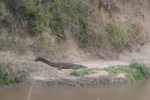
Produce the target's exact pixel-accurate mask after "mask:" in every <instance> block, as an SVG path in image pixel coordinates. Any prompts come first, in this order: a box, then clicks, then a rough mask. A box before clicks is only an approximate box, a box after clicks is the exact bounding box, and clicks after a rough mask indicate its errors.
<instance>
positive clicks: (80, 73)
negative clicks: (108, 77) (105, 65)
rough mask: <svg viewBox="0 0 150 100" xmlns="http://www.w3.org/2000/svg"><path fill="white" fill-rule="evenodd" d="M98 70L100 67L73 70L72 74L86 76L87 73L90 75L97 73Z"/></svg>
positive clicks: (72, 70) (72, 71)
mask: <svg viewBox="0 0 150 100" xmlns="http://www.w3.org/2000/svg"><path fill="white" fill-rule="evenodd" d="M97 70H99V69H96V68H91V69H80V70H72V71H71V75H74V76H85V75H90V74H93V73H96V71H97Z"/></svg>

━━━━━━━━━━━━━━━━

Task prompt
Hand back every line of the material, exactly, without the pictures.

Finished exercise
Produce the target's exact pixel-accurate mask after "mask:" in every <instance> block, as an SVG path in image pixel coordinates. Any prompts come first, in this order: a box, then clicks, then a rough mask. A box before clicks is only an approximate box, a box after clicks is the exact bounding box, and clicks after a rough mask indicate its errors.
<instance>
positive clicks: (80, 73)
negative clicks: (108, 77) (105, 65)
rough mask: <svg viewBox="0 0 150 100" xmlns="http://www.w3.org/2000/svg"><path fill="white" fill-rule="evenodd" d="M98 70L100 67L73 70L72 74L86 76L87 73L90 75L97 73Z"/></svg>
positive clicks: (72, 70) (72, 71)
mask: <svg viewBox="0 0 150 100" xmlns="http://www.w3.org/2000/svg"><path fill="white" fill-rule="evenodd" d="M97 70H99V69H96V68H91V69H80V70H72V71H71V75H74V76H85V75H90V74H93V73H96V71H97Z"/></svg>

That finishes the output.